Data for analysis
((
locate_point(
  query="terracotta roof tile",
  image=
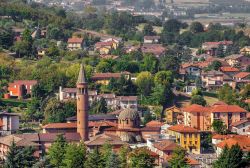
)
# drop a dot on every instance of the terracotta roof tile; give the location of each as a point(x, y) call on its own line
point(154, 124)
point(227, 109)
point(194, 108)
point(235, 124)
point(104, 138)
point(229, 69)
point(165, 145)
point(183, 129)
point(75, 40)
point(242, 75)
point(242, 141)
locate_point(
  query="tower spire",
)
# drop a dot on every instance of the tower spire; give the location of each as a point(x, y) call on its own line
point(81, 76)
point(82, 105)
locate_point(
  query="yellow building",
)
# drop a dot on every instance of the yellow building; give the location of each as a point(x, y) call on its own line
point(187, 137)
point(245, 50)
point(171, 114)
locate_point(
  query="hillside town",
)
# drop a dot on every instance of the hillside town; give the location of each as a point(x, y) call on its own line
point(118, 89)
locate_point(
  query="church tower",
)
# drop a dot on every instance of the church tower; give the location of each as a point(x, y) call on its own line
point(82, 105)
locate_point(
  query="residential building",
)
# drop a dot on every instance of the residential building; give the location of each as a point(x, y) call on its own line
point(105, 47)
point(187, 137)
point(210, 48)
point(212, 79)
point(113, 101)
point(191, 70)
point(41, 52)
point(163, 148)
point(245, 50)
point(228, 114)
point(104, 78)
point(172, 114)
point(21, 88)
point(242, 76)
point(242, 141)
point(241, 127)
point(197, 116)
point(156, 49)
point(230, 71)
point(75, 43)
point(151, 39)
point(9, 123)
point(237, 60)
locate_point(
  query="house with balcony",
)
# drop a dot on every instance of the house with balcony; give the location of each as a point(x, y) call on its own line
point(212, 79)
point(9, 123)
point(210, 48)
point(152, 39)
point(21, 88)
point(238, 60)
point(198, 117)
point(241, 127)
point(229, 114)
point(75, 43)
point(187, 137)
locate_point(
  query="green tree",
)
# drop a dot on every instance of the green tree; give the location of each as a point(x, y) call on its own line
point(197, 99)
point(75, 156)
point(144, 83)
point(227, 94)
point(178, 159)
point(33, 110)
point(148, 30)
point(163, 78)
point(94, 160)
point(196, 27)
point(149, 63)
point(19, 157)
point(113, 161)
point(57, 111)
point(57, 150)
point(12, 158)
point(219, 127)
point(140, 158)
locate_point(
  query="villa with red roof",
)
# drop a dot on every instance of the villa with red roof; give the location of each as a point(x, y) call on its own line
point(20, 88)
point(75, 43)
point(210, 48)
point(198, 117)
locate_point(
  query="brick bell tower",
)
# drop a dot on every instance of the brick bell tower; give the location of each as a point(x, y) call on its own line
point(82, 105)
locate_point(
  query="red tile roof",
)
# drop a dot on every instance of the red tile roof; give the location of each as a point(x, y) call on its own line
point(165, 145)
point(229, 69)
point(100, 76)
point(154, 124)
point(235, 124)
point(195, 108)
point(223, 137)
point(151, 37)
point(99, 140)
point(242, 141)
point(75, 40)
point(183, 129)
point(227, 109)
point(242, 75)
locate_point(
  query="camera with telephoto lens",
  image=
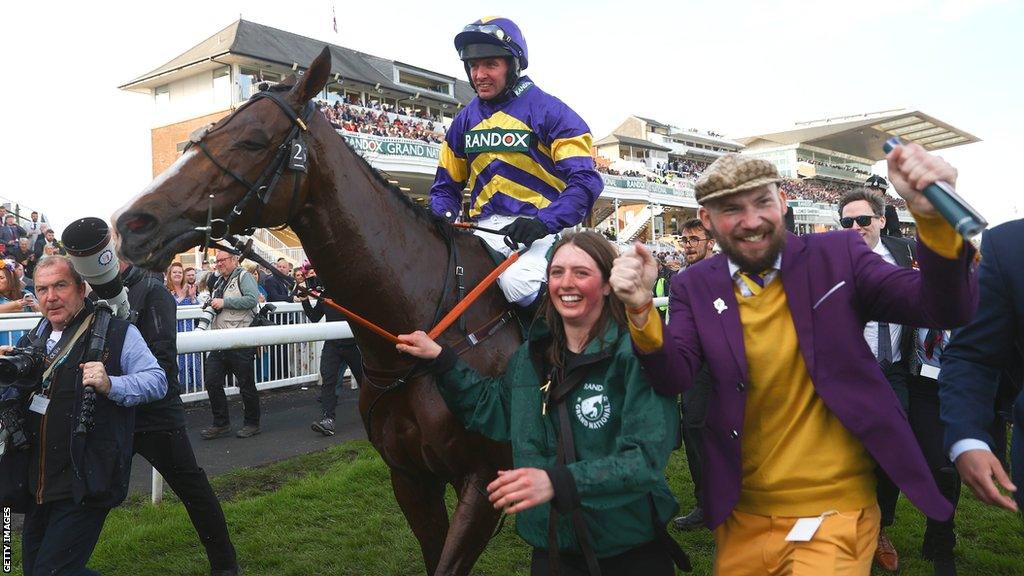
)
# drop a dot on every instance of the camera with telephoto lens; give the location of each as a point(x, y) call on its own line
point(20, 363)
point(206, 317)
point(11, 430)
point(207, 314)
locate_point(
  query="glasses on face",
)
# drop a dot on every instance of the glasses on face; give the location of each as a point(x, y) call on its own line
point(862, 221)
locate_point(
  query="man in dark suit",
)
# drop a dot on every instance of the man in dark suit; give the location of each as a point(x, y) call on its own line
point(800, 407)
point(863, 210)
point(697, 246)
point(905, 355)
point(971, 367)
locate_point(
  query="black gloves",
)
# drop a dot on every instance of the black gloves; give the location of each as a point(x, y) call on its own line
point(525, 231)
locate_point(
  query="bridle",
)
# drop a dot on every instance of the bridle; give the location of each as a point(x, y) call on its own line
point(292, 152)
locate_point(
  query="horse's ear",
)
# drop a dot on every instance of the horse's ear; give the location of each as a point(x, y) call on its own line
point(314, 79)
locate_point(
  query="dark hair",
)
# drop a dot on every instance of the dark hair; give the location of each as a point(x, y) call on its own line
point(14, 288)
point(603, 253)
point(873, 199)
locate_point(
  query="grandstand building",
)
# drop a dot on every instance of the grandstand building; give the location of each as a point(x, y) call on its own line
point(214, 77)
point(821, 159)
point(649, 168)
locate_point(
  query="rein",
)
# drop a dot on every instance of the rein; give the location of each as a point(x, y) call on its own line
point(292, 152)
point(245, 249)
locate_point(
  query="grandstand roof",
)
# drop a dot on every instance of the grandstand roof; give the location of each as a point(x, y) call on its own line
point(863, 134)
point(628, 140)
point(247, 39)
point(654, 122)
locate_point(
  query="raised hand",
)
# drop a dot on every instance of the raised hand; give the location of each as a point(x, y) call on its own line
point(514, 491)
point(911, 169)
point(633, 276)
point(977, 468)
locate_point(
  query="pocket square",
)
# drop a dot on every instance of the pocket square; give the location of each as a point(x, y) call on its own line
point(828, 293)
))
Exercise aim
From the first line to the last, copy the listing above exactly, dropping all images.

Finished task
locate_point(
  query="terracotta roof tile",
  image=
)
# drop a dot on every instance of the terracotta roof tile; give the location of each as a point(x, y) call on its own line
point(154, 124)
point(227, 109)
point(194, 108)
point(235, 124)
point(104, 138)
point(229, 69)
point(165, 145)
point(183, 129)
point(75, 40)
point(242, 75)
point(242, 141)
locate_point(
  query="tower spire",
)
# drop a dot on every instance of the tower spire; give the location of each as a point(x, y) call on its own line
point(81, 76)
point(82, 105)
locate_point(
  query="yellow building",
)
# drop a dot on every instance of the yellow building; give the location of each as a point(x, y) call on its own line
point(187, 137)
point(245, 50)
point(171, 114)
locate_point(
  query="hillside town",
)
# drop a dot on every instance of the hillside town; give the location of each as a point(x, y) call on its own line
point(118, 89)
locate_point(
  query="church tower",
)
# drop a dot on every instance of the church tower; give the location of each as a point(x, y) call on its own line
point(82, 105)
locate_point(
  query="residential building",
)
# drop a dot on every instance of the residential building; give the location of each as a point(x, y) call on its own line
point(105, 47)
point(187, 137)
point(210, 48)
point(212, 79)
point(113, 101)
point(191, 70)
point(41, 52)
point(163, 148)
point(245, 50)
point(228, 114)
point(104, 78)
point(172, 114)
point(21, 88)
point(242, 76)
point(242, 141)
point(241, 127)
point(197, 116)
point(156, 49)
point(230, 71)
point(75, 43)
point(151, 39)
point(9, 123)
point(237, 60)
locate_point(
  query="house with balcony",
)
# drop a dot on every instance of the house with balcony; give the location of each as a point(x, y) call on its own line
point(212, 79)
point(9, 123)
point(210, 48)
point(152, 39)
point(21, 88)
point(238, 60)
point(198, 117)
point(241, 127)
point(229, 114)
point(75, 43)
point(187, 137)
locate_point(
  query="green tree",
)
# drop a dot on every instance of the green tree; give the location of each as a point(x, y) call on its own line
point(197, 99)
point(75, 156)
point(144, 83)
point(227, 94)
point(178, 159)
point(33, 110)
point(148, 30)
point(163, 78)
point(94, 160)
point(196, 27)
point(149, 63)
point(19, 157)
point(113, 161)
point(57, 111)
point(57, 150)
point(12, 158)
point(219, 127)
point(140, 158)
locate_point(
  query="villa with red roof",
)
# drop a dot on every instance of the villa with red roof; give the location of each as a point(x, y) call on its own line
point(20, 88)
point(75, 43)
point(210, 48)
point(198, 117)
locate_point(
  query="brick bell tower",
)
# drop a dot on every instance of the brick bell tower; give the location of each as a point(x, y) call on its own line
point(82, 105)
locate_point(
  query="red tile roof",
)
# drop a dot on every instance of the red tile roof; give the location of each as a point(x, y) call on its own line
point(165, 145)
point(229, 69)
point(100, 76)
point(154, 124)
point(235, 124)
point(195, 108)
point(223, 137)
point(151, 37)
point(99, 140)
point(242, 141)
point(75, 40)
point(183, 129)
point(227, 109)
point(242, 75)
locate_point(
  query="camera with telephoto lens",
  image=
)
# drop a dot on every instance of the camera with telephoto lens; give the location of each as a point(x, y) call on its own line
point(20, 363)
point(206, 317)
point(11, 430)
point(207, 314)
locate_point(
  query="glasses on face",
)
# drop a dot on every instance of the glasses on face; give the location of each as a point(x, y) call on its own line
point(862, 221)
locate_point(
  query="man in dark suit",
)
# drop a dot on every instance of the man in dark suit; give the location of each as a point(x, y) call on its own line
point(800, 407)
point(863, 210)
point(697, 246)
point(905, 355)
point(971, 367)
locate_point(
  query="black gloves",
)
# drop a dot on every instance of the black gloves; give the location of each as a point(x, y) call on its own line
point(525, 231)
locate_point(
  query="bridle",
)
# drop a dot on every instance of the bridle; give the location of each as a point(x, y) call on its own line
point(292, 152)
locate_point(
  query="horse's ear",
)
# drop a dot on every instance of the horse's ear; give the location of each as a point(x, y) call on its own line
point(314, 79)
locate_point(
  query="dark hair",
)
# drop a dot on every instance of the dark hair; give the location of each as a point(x, y) call on its own line
point(14, 288)
point(603, 253)
point(873, 199)
locate_point(
  query="grandstand building",
)
# drop a dot on every instance of the grandstand building; give the location of each as a point(x, y) call on its own line
point(214, 77)
point(821, 159)
point(649, 168)
locate_point(
  query="rein",
)
# drop a dot on every instance of the rein; give the location of each as a point(x, y) call on its own line
point(292, 152)
point(245, 249)
locate_point(
  query="grandstand roof",
)
# drop a dot on every instance of the grandstand roof; give the location of each as a point(x, y) call on its own line
point(863, 134)
point(628, 140)
point(247, 39)
point(654, 122)
locate_point(
  query="raised hand",
)
# drop a dot on every instance of the raised hand; give the location of each as a point(x, y) call on its own line
point(514, 491)
point(911, 169)
point(633, 276)
point(977, 468)
locate_point(
  query="pocket square",
)
# drop a dot on every instance of the pocket square; give the location of each as a point(x, y) call on its own line
point(828, 293)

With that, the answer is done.